WHAT THIS TASK INVOLVES:
Would you please copy the part of the material below that opens with the line containing "Target: overcast sky" and closes with the line containing "Target: roof gable"? Copy it exactly, and only it.

SOURCE RECORDS:

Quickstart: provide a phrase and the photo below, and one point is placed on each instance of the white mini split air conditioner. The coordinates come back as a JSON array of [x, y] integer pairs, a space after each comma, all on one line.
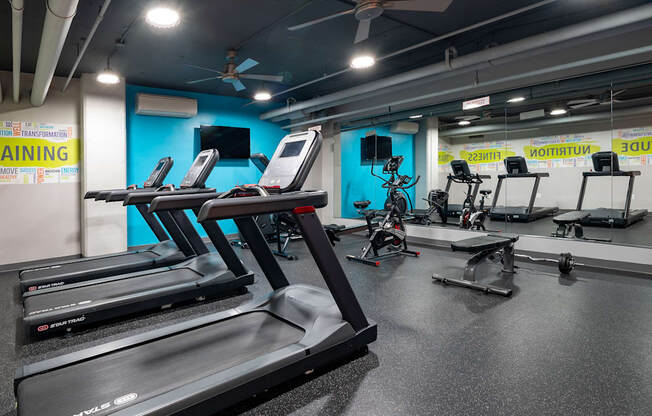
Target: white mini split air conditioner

---

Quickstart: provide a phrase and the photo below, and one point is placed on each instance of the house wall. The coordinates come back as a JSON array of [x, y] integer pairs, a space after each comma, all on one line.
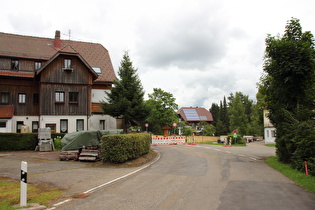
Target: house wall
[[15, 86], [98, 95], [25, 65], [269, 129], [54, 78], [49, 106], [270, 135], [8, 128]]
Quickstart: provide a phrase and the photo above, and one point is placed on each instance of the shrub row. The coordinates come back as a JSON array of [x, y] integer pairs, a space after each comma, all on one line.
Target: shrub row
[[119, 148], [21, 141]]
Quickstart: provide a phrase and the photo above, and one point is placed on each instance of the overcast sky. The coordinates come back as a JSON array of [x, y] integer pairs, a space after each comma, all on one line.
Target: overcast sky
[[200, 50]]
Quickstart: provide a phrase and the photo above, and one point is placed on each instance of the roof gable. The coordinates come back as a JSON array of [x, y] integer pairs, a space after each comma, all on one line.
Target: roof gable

YOUR SOLUTION:
Target: overcast sky
[[200, 50]]
Quickstart: provide a phrase and the photo above, and one point is placed on each instance of the roof gable. The coordinates come back as a JSON array of [x, y] integer pairs, a space after each comma, all on one line.
Target: roof gable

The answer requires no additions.